### Exercise brief:
From the data that follows, copy every line holding the string "person".

### Records for this exercise:
===============

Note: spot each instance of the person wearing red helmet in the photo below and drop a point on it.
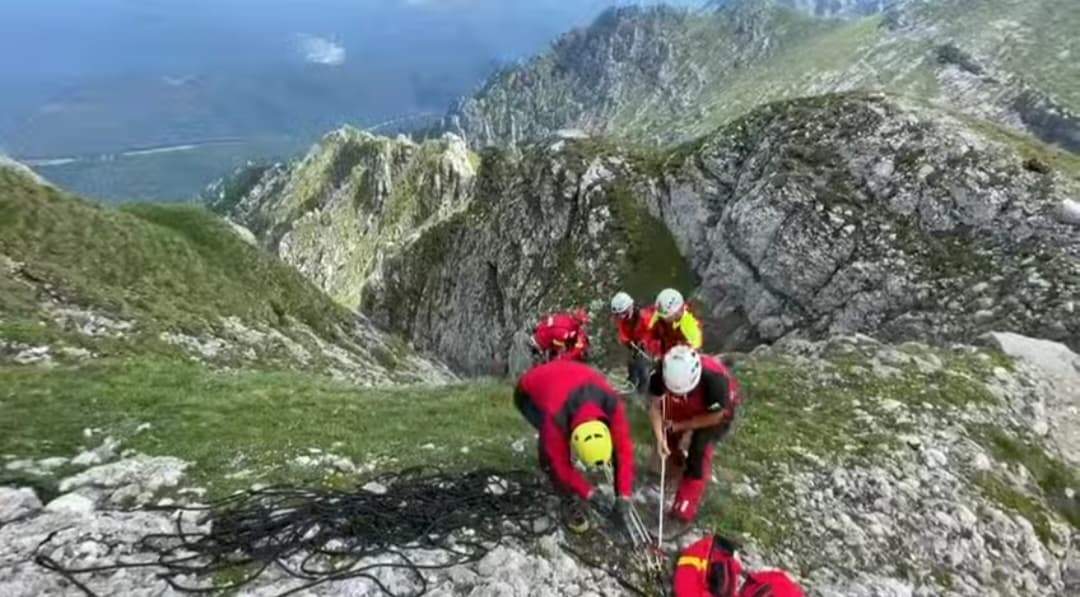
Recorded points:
(634, 333)
(574, 407)
(694, 396)
(562, 337)
(712, 568)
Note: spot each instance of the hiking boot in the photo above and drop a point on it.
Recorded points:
(576, 518)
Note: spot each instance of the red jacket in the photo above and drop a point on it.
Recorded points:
(712, 568)
(563, 336)
(718, 390)
(566, 394)
(635, 330)
(707, 569)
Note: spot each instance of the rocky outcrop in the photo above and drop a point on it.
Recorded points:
(837, 214)
(550, 227)
(352, 199)
(944, 493)
(858, 213)
(662, 76)
(882, 470)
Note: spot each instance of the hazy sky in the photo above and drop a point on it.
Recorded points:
(52, 39)
(95, 75)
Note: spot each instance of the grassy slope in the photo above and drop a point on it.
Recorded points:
(244, 428)
(167, 267)
(230, 422)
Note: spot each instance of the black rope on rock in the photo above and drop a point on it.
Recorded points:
(316, 537)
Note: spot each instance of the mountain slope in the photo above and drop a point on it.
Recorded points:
(863, 213)
(837, 214)
(454, 249)
(662, 75)
(82, 281)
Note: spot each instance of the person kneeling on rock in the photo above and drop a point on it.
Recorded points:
(574, 406)
(693, 398)
(712, 568)
(562, 337)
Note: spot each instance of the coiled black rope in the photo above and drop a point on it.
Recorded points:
(322, 536)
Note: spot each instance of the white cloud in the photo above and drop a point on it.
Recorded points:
(321, 51)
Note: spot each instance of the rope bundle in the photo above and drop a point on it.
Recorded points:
(322, 536)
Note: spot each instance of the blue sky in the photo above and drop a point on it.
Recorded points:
(76, 38)
(98, 75)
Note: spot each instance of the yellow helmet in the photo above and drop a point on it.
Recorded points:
(592, 443)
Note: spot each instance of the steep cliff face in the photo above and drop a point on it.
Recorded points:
(552, 227)
(352, 199)
(661, 76)
(837, 214)
(858, 213)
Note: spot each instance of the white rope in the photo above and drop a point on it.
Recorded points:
(663, 470)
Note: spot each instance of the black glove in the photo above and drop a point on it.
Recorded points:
(622, 506)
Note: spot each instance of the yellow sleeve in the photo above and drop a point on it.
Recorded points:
(691, 330)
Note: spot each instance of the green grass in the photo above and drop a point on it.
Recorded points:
(1052, 475)
(996, 489)
(792, 411)
(227, 422)
(176, 266)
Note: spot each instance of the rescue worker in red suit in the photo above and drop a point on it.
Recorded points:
(712, 568)
(634, 334)
(696, 395)
(562, 337)
(574, 406)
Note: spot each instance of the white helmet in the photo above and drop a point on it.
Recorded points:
(669, 302)
(682, 369)
(621, 303)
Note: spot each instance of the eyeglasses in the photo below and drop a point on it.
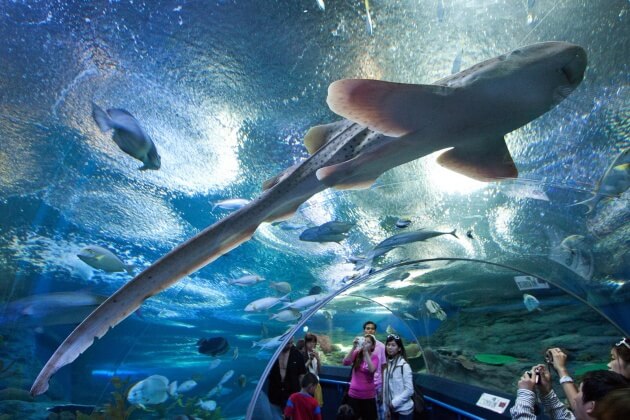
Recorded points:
(624, 342)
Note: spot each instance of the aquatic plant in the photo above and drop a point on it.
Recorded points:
(495, 359)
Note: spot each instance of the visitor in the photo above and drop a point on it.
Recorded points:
(302, 405)
(313, 363)
(594, 387)
(397, 381)
(362, 392)
(285, 375)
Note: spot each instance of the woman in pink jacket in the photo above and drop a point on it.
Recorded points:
(362, 392)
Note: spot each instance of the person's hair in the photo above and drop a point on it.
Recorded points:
(399, 343)
(309, 379)
(359, 357)
(345, 412)
(622, 351)
(597, 383)
(366, 323)
(614, 406)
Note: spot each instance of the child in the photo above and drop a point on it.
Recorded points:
(302, 405)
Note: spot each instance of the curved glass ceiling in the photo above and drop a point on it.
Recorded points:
(227, 90)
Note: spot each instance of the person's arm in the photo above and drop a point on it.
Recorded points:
(525, 398)
(408, 390)
(349, 358)
(559, 363)
(368, 358)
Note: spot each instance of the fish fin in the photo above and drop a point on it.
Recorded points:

===============

### Solved problem:
Note: spot each instance of the person wearing red helmet in the photo below and drop a point on it.
Note: spot each instance of the person kneeling on rock in the photo above and drop a point on it.
Note: spot each instance of the person's hair in the photo above and drop a point on it.
Note: spot each instance of the person's arm in the photo above and drop a point on it.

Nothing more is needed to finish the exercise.